_TUGAS KERJA:_ Bisakah Anda menulis ulang paragraf dalam teks tentang makna kalimat tauhid yang diawali "Pertama, Seorang muslim harus meyakini" menjadi daftar singkat yang tetap memuat fakta-fakta utamanya?

Dalam memahami makna tauhid yang terkandung dalam kalimat tahlil itu kita bisa melihat bagaimana seorang Imam Asy'ari memaknai kalimat tauhid tersebut. Beliau berkata: “tidak ada pencipta kecuali Allah semata”. Dari interpretasi Asy'ari yang demikian atas kalimat tahlil, kita bisa mengambil dua poin sekaligus.
Pertama, Seorang muslim harus meyakini bahwa segala sesuatu yang terjadi di dunia ini—baik itu hal yang baik ataupun hal yang jelek—adalah sesuia dengan ilmu, kehendak dan hanya ciptaan Allah saja, tidak ada pencipta selain Allah. Hanya saja Allah tidak meridhai perbuatan jelek seorang hamba. Disinilah nampak jelas perbedaan antara kehendak dan ridha Allah. Kedua, Setelah seorang muslim meyakini bahwa yang menghendaki dan menciptakan segala sesuatu yang terjadi di alam ini adalah Allah, maka dia pun juga harus meyakini bahwa makhluk pun juga diberi keleluasaan oleh Allah dalam berusaha dan berikhtiar, walaupun yang menciptakan semua yang ada di dunia ini adalah Allah, hanya saja ikhtiar dan usaha seorang hamba pun tidak bisa lepas dari pengetahun, kehendak dan penciptaan Allah. Atas dasar pondasi dua poin inilah dulu peradaban Islam dibangun dengan begitu megah dan dengan begitu indahnya. Sehingga pada waktu itu umat Islam benar-benar layak untuk mendapatkan label Khaira Ummah yang sangat spektakuler itu.
Label Khaira Ummah satu sisi memberikan sebuah kebanggaan tersendiri dalam jiwa kita umat Islam, akan tetapi pada sisi lain juga menimbulkan rasa sedih dan susah, karena tentunya kita harus bisa membuktikan bahwa kita memang benar-benar layak mendapatkan label ini. Karena tanpa adanya pembuktian yang lebih raelistis dalam kehidupan yang nyata, pujian Al-Qur'an yang demikian hanya akan menjadi sebuah fantasi belaka atau hanya manjadi sebuah mimpi di siang bolong, karena tentunya Allah tidak akan menjadikan umat ini sebagai umat pilihan tanpa adanya usaha dari umat tersebut sebagai bentuk dari sunnatullah yang telah berlaku didunia yang fana ini.
Upaya untuk merealisasikan pujian dan janji Allah di atas salah satunya—dan bahkan paling utama dan pertama—adalah dengan benar-benar memahami makna dari kalimat tauhid di atas dan benar-benar menjadikannya sebagai pedoman hidup. Karena substansi dari kalimat tauhid, sebagaimana telah saya jelaskan di atas, merupakan sebuah counter discours terhadap peradaban materialistik yang sekarang sedang tumbuh subur menjadi idiologi hampir mayoritas penduduk bumi. Dari idiologi materialistik ini pulalah peradaban kapitalis barat, yang sekarang dipeluk oleh dunia barat dan diikuti oleh mayoritas dunia timur, lahir untuk kemudian berkembang biak dan menampilkan bermacam-macam varian yang sekarang banyak kita lihat di supermarket-supermarket idiologi yang tersebar di hampir seluruh Indonesia dengan begitu rapi dan teratur, seperti liberalisme pasar, demokrasi, human right, persamaan gender dan masih banyak lainnya1.

_DATA TERSEDIA:_
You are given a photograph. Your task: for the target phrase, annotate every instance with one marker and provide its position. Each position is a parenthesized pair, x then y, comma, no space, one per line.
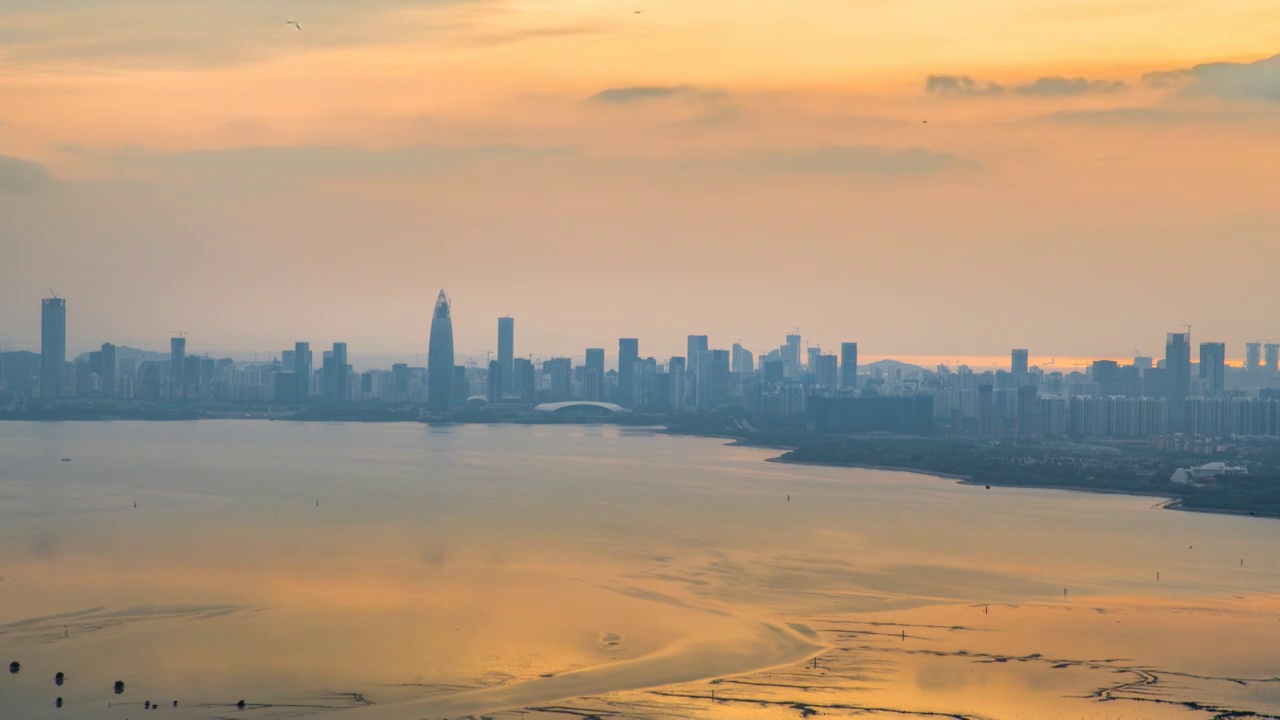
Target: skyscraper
(826,376)
(560,372)
(848,365)
(439,358)
(53,347)
(337,373)
(791,356)
(1253,356)
(1178,364)
(741,359)
(302,369)
(496,382)
(526,382)
(593,374)
(177,367)
(629,351)
(676,370)
(1214,367)
(108,369)
(506,351)
(1018,365)
(696,345)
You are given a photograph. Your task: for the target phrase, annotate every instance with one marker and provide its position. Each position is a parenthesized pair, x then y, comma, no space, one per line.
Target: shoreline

_JAWABAN TERTULIS:_
- Poin pertama: seorang muslim harus meyakini bahwa segala sesuatu yang terjadi di dunia, baik maupun jelek, sesuai dengan ilmu dan kehendak Allah serta hanya ciptaan-Nya. Tidak ada pencipta selain Allah.
- Allah tidak meridhai perbuatan jelek seorang hamba. Di sinilah tampak perbedaan antara kehendak dan ridha Allah.
- Poin kedua: makhluk juga diberi keleluasaan oleh Allah untuk berusaha dan berikhtiar. Namun ikhtiar dan usaha itu tidak lepas dari pengetahuan, kehendak, dan penciptaan Allah.
- Di atas dua poin inilah peradaban Islam dulu dibangun dengan megah dan indah, sehingga umat Islam pada waktu itu layak mendapat label Khaira Ummah.